Natural-language object grounding data
★ ★ ★ ★
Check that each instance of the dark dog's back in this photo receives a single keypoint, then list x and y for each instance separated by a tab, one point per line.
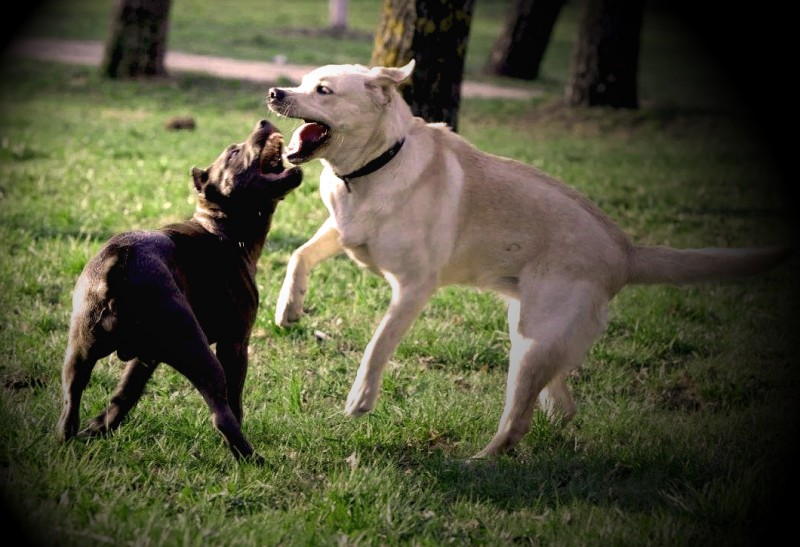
165	296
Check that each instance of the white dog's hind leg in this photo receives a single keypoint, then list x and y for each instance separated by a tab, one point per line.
408	301
324	244
551	331
556	400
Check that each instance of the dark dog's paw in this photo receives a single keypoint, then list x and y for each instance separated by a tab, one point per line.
253	459
94	428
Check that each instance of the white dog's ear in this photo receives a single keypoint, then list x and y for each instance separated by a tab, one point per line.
381	80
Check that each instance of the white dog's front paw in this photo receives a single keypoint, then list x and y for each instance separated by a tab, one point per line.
289	306
361	399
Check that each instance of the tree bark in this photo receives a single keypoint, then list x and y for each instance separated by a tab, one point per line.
520	48
137	43
435	34
337	10
605	60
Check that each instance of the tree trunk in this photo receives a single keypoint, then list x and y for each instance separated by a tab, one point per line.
★ ★ ★ ★
**WHAT IS BEING ASKED:**
Each entry is to be transcribed verbatim, and any picture in it is to be skipped.

**TASK SOLUTION:**
Check that each instance of the dark dog's back in this photo receives a single keypoint, then list x and y for each instance separated by a tab, one point per line.
165	296
Check that each instance of the white dog's hind leg in this photo receives a single keypoint, then list x and y for each instance separated by a tab, one point per line.
408	301
324	244
551	331
556	400
Check that each instance of the dark dog's paw in this photo receives a single keypoint, then list x and y for each instance separated by a tab, one point per line.
253	459
94	428
Check that each instance of the white dog's ear in this photo receives a single keypoint, then list x and y for each instance separated by a tab, one point per line.
381	80
Check that each instance of the white dog's front paw in this photo receives a single keypoint, then list x and y for each instance separated by a tab, one point per line.
289	306
361	399
Check that each instance of the tree bark in this photo receives a single keypoint, then list x and y for each instance separated by a tab, one point per line.
520	48
137	43
435	34
337	10
605	60
Check that each instance of the tree trunk in this photo receives a single keypoint, then list x and y for each instance separated by a tab, one point per line.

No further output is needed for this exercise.